• What to do
Rewrite each of the records with "coordinates" replaced by "positions" and nothing else changed. Leave the pictures out of your answer.

Location identification items:

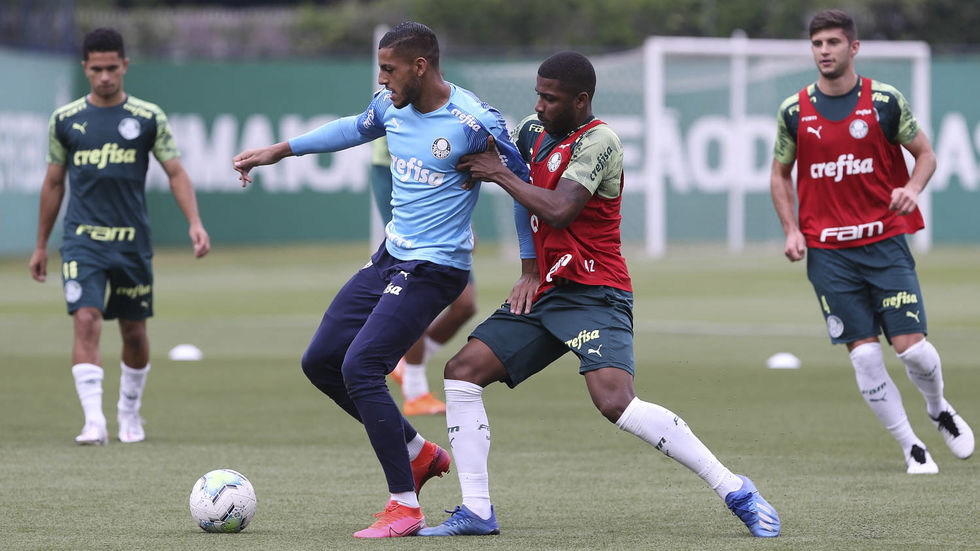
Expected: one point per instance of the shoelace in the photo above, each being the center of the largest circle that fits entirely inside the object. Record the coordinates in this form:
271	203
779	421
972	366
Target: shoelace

• Full response
Expected: one point per instance of the shoelace in the photo above, each being the center of the largest circle that fits entirely inside the object. Record the positions in this form:
271	203
779	421
972	366
Target: shoelace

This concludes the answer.